**抜粋本文**
--------------------------------------------------

入院リスクも減らす「かかりつけ医」機能が制度化へ
「かかりつけ医」という言葉が認知されつつあり、基礎疾患がある人は普段から診てもらっている医師を決めていることが増えたと思います。さて、この「かかりつけ医」機能が高いほど、入院リスクが減少するという研究結果が発表されました。今後、法的に制度化される見通しです。
「かかりつけ医」とは
厚労省は、「かかりつけ医」の普及と、その機能の推進をすすめています。特にコロナ禍ではなかなか病院にかかることができないため、何でも相談できる身近な医師の存在が求められています。
現時点では、「かかりつけ医」とは「健康に関することを相談できる上、最新の医療情報を熟知して、必要な時には専門医、専門医療機関を紹介してくれる、身近で頼りになる地域医療、保健、福祉を担う総合的な能力を有する医師」とされています(1)(図1)。
医師の身としては少しプレッシャーに感じてしまいますが、要は「気軽に相談できるお医者さん」という理解でよいでしょう。
自分がそういうお医者さんになれているのかは分かりませんが、私も子どもの頃から、そういった医師像に憧れてきました。
新型コロナの入院リスクを6割減
東京慈恵会医科大学の総合医科学研究センター臨床疫学研究部の青木拓也医師らの研究グループが、興味深い研究結果を発表し、話題となっています(2)。
40~75歳の一般集団にアンケート調査を行い、かかりつけ医がいる場合・いない場合に、入院リスクがどのように変化するかを解析したものです。
1,161人を解析した結果、「かかりつけ医」の機能(JPCATスコア)が高いほど、患者さんの入院リスクの減少に寄与することが示されました。入院リスクは「かかりつけ医」の機能が低中機能でも54%減、高機能の場合だと63%減という結果になりました(図2)。
コロナ禍では、受診控えがすすみ、高齢者の虚弱(フレイル)も増えています。水面下でじわじわと見えないダメージを受けている人に対して「かかりつけ医」機能を充実させることで、入院医療の逼迫を軽減したり、医療費を抑制したりすることが可能かもしれません。
「かかりつけ医」のメリット
普段から「かかりつけ医」を決めておくと、「いつもと違う」という点に気づいてもらえるメリットがあります(図3)。
たとえば、私は呼吸器内科の患者さんを診ていますが、「いつもより肺の音が高め」ということで呼吸器疾患の状態を判断したり、診察室での患者さんの話し方で「息遣いがよくなった」などが分かったりすることがあります。

--------------------------------------------------

**課題一覧**
(a) かかりつけ医に関する文章を2文で要約してください。
(b) かかりつけ医に関する文章の続きを、最後の文の後から書き進めてください。
データの行は参照しなくてかまいません。

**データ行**

--------------------------------------------------

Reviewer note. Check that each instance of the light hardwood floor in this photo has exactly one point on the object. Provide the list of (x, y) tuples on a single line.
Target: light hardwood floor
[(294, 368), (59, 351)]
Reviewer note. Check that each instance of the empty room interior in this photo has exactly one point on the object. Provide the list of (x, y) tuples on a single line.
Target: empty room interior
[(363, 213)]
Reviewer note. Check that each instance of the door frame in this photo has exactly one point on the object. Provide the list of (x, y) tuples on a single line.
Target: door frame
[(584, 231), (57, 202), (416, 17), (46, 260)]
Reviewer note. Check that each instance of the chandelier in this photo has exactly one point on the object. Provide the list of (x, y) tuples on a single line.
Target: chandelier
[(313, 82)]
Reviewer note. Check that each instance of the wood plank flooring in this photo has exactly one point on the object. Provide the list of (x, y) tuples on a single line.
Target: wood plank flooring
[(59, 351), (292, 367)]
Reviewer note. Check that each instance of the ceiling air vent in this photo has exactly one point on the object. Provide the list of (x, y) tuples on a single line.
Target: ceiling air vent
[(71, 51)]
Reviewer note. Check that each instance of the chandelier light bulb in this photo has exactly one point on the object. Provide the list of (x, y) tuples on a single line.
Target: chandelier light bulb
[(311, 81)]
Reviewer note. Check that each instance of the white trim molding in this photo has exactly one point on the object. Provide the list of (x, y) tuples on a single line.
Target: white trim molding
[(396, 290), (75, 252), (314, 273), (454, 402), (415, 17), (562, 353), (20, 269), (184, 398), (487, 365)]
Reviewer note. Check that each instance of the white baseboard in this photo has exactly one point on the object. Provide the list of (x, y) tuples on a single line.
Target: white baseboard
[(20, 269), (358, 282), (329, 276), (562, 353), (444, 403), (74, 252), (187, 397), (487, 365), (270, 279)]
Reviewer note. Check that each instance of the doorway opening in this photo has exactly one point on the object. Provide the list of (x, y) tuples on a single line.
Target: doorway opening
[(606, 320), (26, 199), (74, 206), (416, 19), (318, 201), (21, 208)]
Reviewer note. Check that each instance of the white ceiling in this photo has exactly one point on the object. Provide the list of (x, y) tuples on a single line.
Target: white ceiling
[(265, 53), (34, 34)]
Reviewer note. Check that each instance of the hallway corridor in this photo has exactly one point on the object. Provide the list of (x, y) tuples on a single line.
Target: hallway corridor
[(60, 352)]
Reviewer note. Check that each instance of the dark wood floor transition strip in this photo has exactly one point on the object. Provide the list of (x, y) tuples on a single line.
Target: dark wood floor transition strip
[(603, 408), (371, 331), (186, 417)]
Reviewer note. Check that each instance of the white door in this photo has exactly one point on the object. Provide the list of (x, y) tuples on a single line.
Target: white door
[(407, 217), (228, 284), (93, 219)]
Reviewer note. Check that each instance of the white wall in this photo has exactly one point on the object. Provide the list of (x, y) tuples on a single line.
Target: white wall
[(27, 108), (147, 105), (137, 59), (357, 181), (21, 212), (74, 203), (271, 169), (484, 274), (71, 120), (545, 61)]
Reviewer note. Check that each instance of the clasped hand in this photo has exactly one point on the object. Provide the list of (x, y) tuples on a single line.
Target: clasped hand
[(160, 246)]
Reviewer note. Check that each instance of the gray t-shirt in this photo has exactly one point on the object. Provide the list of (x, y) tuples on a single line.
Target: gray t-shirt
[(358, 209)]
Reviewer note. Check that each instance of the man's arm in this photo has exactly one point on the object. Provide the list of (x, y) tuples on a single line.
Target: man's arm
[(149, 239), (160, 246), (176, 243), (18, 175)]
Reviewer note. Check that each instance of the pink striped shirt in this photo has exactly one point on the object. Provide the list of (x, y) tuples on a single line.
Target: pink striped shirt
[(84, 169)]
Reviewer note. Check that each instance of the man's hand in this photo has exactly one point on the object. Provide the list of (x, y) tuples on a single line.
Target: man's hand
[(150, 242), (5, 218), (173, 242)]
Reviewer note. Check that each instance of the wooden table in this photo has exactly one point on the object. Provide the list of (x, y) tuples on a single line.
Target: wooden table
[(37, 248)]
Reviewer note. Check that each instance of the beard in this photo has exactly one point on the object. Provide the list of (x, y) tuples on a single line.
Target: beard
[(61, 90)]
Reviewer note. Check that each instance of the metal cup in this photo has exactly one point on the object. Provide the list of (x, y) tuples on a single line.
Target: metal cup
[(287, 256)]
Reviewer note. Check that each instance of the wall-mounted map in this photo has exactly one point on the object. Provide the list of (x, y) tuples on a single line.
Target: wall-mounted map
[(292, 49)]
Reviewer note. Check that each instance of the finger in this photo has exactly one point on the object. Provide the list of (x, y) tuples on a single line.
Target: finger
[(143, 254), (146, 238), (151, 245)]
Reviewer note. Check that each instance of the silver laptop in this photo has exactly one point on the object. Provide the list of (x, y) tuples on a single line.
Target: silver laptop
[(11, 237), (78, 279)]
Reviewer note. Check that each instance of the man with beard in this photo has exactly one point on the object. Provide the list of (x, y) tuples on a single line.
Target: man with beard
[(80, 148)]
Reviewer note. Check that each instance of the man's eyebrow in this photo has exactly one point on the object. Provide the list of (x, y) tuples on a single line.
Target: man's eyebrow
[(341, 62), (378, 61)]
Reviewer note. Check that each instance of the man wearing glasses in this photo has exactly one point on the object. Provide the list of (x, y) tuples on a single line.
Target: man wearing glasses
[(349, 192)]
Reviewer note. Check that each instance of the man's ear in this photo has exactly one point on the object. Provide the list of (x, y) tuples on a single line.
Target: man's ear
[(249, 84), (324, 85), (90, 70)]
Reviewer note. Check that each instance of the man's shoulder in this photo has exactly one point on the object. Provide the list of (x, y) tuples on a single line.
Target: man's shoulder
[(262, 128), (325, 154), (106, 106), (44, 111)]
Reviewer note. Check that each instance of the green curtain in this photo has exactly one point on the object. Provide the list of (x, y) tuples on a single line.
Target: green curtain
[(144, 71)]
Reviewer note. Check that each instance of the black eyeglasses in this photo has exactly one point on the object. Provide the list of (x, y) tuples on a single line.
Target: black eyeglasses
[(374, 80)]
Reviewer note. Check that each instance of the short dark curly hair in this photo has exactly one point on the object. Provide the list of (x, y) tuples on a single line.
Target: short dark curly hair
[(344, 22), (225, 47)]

--------------------------------------------------

**課題別解答**
(a) 厚労省はかかりつけ医の普及と機能の推進をすすめており、かかりつけ医は健康に関することを相談でき、必要な時には専門医や専門医療機関を紹介してくれる身近な医師とされています。東京慈恵会医科大学の研究グループが1,161人を解析した結果、かかりつけ医の機能が高いほど入院リスクが減少し、低中機能で54%減、高機能で63%減となりました。

(b)
そのため、ちょっとした体調の変化にも気づきやすいので、病気の予防や早期発見、早期治療が可能になるというメリットがあります。
また、医師患者関係が構築されることで、日常生活で困っていることなどの話も聞いてもらえるので、症状や治療法について的確なアドバイスがもらえます。
ひいては、自分の専門分野以外の症状が出てきた場合、専門家への紹介がスムーズになるというメリットもあります。
「かかりつけ医」が制度化
これまでは明確な定義がなかったのですが、新型コロナの患者が診療を断られるケースがあったことから、「かかりつけ医」が今後制度化される見通しです。すでに厚生労働部会で了承されており、今国会での成立を目指す流れです。
普段から「かかりつけ医」として機能している医療機関ほど、多くの新型コロナ患者を診ているという事情もあり、政府としても、努力している医療機関に負荷がかかっている構図を緩和したいという考えもあります。
どのような背景があるにせよ、普段から身近に「かかりつけ医」がいることは、患者さんと医療の双方にメリットがありますので、これが当たり前になってもらいたいと願っています(図4)。
(参考)
(1) 上手な医療のかかり方.jp(厚生労働省). 「かかりつけ医」ってなに?(URL:https://kakarikata.mhlw.go.jp/kakaritsuke/motou.html)
(2) Aoki T, et al. Ann Fam Med. 2023 Jan-Feb;21(1):27-32.